-------- Data supplied --------

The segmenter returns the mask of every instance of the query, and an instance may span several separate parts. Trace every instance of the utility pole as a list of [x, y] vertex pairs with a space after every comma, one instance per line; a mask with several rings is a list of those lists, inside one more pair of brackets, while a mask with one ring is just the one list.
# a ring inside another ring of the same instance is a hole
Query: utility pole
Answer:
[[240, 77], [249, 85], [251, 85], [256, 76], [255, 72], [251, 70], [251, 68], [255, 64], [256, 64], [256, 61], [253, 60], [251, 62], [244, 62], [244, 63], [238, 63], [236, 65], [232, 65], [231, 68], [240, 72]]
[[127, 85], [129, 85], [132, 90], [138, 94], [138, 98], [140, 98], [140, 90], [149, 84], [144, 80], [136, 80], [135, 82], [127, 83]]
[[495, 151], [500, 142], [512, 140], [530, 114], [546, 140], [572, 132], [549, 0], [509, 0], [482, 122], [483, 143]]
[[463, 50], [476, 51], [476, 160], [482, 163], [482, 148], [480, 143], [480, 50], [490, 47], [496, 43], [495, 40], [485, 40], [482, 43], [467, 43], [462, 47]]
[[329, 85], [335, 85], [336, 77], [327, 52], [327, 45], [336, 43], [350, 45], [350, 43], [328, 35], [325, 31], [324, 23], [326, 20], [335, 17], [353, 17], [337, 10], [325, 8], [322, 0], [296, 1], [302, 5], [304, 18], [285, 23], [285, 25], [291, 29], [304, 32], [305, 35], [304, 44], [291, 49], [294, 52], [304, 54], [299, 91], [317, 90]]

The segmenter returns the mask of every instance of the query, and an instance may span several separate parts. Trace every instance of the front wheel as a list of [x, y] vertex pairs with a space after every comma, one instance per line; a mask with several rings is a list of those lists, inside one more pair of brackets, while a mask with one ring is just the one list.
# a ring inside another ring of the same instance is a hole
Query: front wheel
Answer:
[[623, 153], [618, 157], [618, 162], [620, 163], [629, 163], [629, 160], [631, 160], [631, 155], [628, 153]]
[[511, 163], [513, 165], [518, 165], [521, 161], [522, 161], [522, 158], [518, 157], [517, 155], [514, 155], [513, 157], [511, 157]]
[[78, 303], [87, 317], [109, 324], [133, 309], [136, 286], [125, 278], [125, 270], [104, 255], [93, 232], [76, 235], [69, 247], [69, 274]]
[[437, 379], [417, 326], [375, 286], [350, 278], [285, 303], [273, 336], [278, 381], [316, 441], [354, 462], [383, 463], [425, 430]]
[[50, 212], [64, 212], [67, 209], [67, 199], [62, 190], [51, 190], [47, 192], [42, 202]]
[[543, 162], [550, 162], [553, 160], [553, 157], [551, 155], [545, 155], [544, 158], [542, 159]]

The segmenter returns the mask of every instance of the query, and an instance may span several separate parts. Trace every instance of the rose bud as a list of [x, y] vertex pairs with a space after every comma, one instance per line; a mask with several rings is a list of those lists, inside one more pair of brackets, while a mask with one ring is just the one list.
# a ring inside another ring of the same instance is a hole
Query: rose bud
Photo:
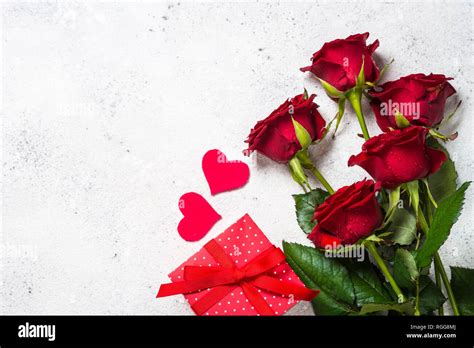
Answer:
[[[267, 118], [258, 121], [245, 141], [249, 147], [244, 153], [258, 151], [280, 163], [289, 162], [302, 146], [295, 131], [295, 124], [301, 125], [309, 134], [310, 141], [321, 139], [326, 121], [318, 112], [312, 94], [300, 94], [286, 100]], [[296, 122], [293, 122], [296, 121]]]
[[373, 83], [380, 75], [372, 58], [372, 54], [379, 46], [379, 41], [375, 40], [367, 45], [368, 37], [369, 33], [355, 34], [346, 39], [326, 42], [319, 51], [313, 54], [312, 64], [300, 70], [311, 71], [331, 87], [340, 92], [346, 92], [356, 85], [362, 62], [364, 62], [365, 82]]
[[446, 99], [456, 93], [448, 80], [438, 74], [412, 74], [396, 81], [380, 85], [380, 91], [371, 90], [370, 105], [379, 127], [386, 132], [389, 127], [403, 128], [397, 122], [397, 114], [403, 115], [410, 124], [432, 127], [444, 116]]
[[372, 180], [341, 187], [314, 212], [317, 221], [308, 238], [320, 248], [354, 244], [383, 222]]
[[384, 188], [425, 178], [436, 172], [446, 155], [426, 145], [428, 128], [411, 126], [367, 140], [362, 152], [349, 158], [349, 166], [364, 168]]

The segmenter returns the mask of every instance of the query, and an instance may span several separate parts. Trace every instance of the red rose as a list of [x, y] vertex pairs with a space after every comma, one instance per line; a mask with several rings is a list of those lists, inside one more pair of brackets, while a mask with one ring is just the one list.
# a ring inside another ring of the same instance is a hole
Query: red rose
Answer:
[[245, 141], [249, 144], [246, 154], [258, 151], [274, 161], [287, 163], [301, 150], [296, 137], [291, 116], [310, 134], [311, 139], [321, 139], [326, 121], [321, 117], [313, 102], [312, 94], [308, 99], [303, 94], [288, 99], [264, 120], [258, 121]]
[[357, 76], [362, 68], [364, 57], [365, 81], [375, 82], [379, 77], [379, 69], [372, 54], [379, 46], [379, 41], [366, 44], [369, 33], [351, 35], [346, 39], [326, 42], [313, 54], [312, 64], [301, 68], [311, 71], [318, 78], [328, 82], [341, 92], [346, 92], [356, 85]]
[[329, 196], [314, 212], [317, 225], [308, 235], [317, 247], [354, 244], [374, 232], [383, 222], [372, 180], [344, 186]]
[[428, 128], [411, 126], [367, 140], [362, 152], [349, 158], [349, 166], [364, 168], [382, 187], [421, 179], [436, 172], [446, 160], [444, 152], [426, 146]]
[[444, 75], [412, 74], [379, 86], [381, 91], [370, 91], [377, 124], [386, 132], [398, 128], [395, 114], [401, 113], [411, 124], [435, 126], [444, 116], [446, 99], [456, 93]]

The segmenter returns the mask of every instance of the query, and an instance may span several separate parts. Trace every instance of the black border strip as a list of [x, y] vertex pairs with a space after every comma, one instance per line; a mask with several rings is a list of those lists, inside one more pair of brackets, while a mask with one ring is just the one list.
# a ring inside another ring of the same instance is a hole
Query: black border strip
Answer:
[[[55, 341], [18, 337], [19, 326], [27, 322], [54, 324]], [[416, 328], [422, 326], [423, 331]], [[455, 333], [456, 338], [407, 338], [411, 333]], [[293, 347], [297, 343], [313, 346], [382, 342], [472, 347], [474, 317], [0, 316], [1, 348], [18, 344], [280, 343]]]

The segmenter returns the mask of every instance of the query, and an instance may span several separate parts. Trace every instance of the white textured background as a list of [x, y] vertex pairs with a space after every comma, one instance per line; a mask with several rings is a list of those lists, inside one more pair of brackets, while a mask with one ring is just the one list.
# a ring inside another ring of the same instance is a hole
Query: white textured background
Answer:
[[[386, 80], [455, 78], [463, 106], [448, 147], [472, 179], [472, 15], [472, 2], [3, 3], [0, 312], [190, 314], [180, 296], [155, 299], [159, 284], [245, 212], [275, 244], [306, 243], [284, 166], [256, 158], [244, 189], [211, 197], [201, 157], [217, 147], [242, 159], [251, 126], [304, 86], [332, 118], [298, 68], [352, 33], [370, 31], [379, 60], [395, 58]], [[313, 148], [334, 187], [365, 176], [346, 166], [357, 132], [349, 112], [337, 140]], [[223, 216], [196, 243], [176, 231], [188, 191]], [[474, 266], [472, 212], [469, 197], [446, 265]]]

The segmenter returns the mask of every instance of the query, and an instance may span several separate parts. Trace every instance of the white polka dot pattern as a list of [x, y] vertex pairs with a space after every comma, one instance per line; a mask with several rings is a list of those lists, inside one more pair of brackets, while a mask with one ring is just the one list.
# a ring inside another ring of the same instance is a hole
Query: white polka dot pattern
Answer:
[[[238, 267], [242, 267], [252, 261], [262, 251], [272, 245], [248, 214], [227, 228], [215, 240], [230, 255], [230, 258]], [[202, 248], [169, 274], [171, 281], [183, 280], [184, 266], [214, 267], [218, 266], [218, 263]], [[286, 262], [272, 269], [268, 272], [268, 275], [275, 279], [303, 285]], [[184, 297], [192, 305], [206, 293], [207, 291], [201, 291], [184, 295]], [[274, 309], [276, 315], [282, 315], [297, 303], [292, 298], [290, 299], [287, 296], [284, 297], [265, 290], [259, 289], [259, 293], [265, 298], [271, 308], [278, 307], [277, 311]], [[204, 315], [258, 315], [258, 312], [253, 306], [250, 306], [242, 288], [234, 286], [234, 289], [227, 296], [212, 306]]]

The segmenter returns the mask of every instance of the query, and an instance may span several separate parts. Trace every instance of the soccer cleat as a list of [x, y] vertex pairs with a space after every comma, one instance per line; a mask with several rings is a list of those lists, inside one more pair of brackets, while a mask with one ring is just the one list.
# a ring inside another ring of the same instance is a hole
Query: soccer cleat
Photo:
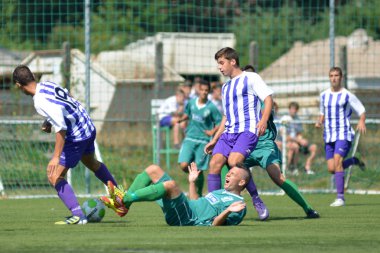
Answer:
[[69, 216], [66, 217], [66, 220], [64, 221], [57, 221], [55, 223], [56, 225], [85, 225], [87, 224], [86, 217], [79, 217], [79, 216]]
[[264, 202], [259, 197], [253, 200], [253, 206], [255, 207], [260, 220], [265, 221], [266, 219], [268, 219], [269, 211], [265, 206]]
[[125, 192], [123, 189], [116, 187], [111, 181], [107, 182], [108, 192], [116, 207], [124, 207], [123, 198]]
[[315, 175], [315, 172], [312, 171], [312, 170], [306, 170], [305, 169], [305, 172], [306, 172], [307, 175]]
[[359, 169], [361, 171], [364, 171], [366, 169], [365, 163], [362, 160], [360, 160], [360, 159], [358, 159], [358, 161], [359, 161], [359, 163], [358, 163]]
[[112, 209], [120, 217], [124, 217], [128, 213], [128, 208], [124, 206], [116, 207], [113, 199], [102, 196], [100, 197], [100, 200], [104, 203], [106, 207]]
[[313, 209], [310, 209], [306, 213], [306, 218], [308, 218], [308, 219], [318, 219], [319, 217], [320, 217], [319, 213]]
[[331, 203], [331, 207], [339, 207], [344, 206], [344, 200], [343, 199], [336, 199], [334, 202]]

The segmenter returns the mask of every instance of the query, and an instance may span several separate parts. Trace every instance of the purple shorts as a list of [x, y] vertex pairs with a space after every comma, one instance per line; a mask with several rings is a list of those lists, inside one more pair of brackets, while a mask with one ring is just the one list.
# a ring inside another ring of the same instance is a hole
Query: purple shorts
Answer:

--------

## Your instructions
Above are the entries; repeat their lines exactly, from the first through the one that contains "Query: utility pole".

## Answer space
The segmenter returns the mask of every instance of the query, and an instance may span several separate parts. Trace every instance of the utility pole as a list of [x, y] vertex pairs with a space after every comma, one instance per line; a mask with several rings is a list of those lists, inside one more pair of brackets, while a mask with one ring is just the one list.
# a ring inside another ring of the same instance is a hole
Query: utility pole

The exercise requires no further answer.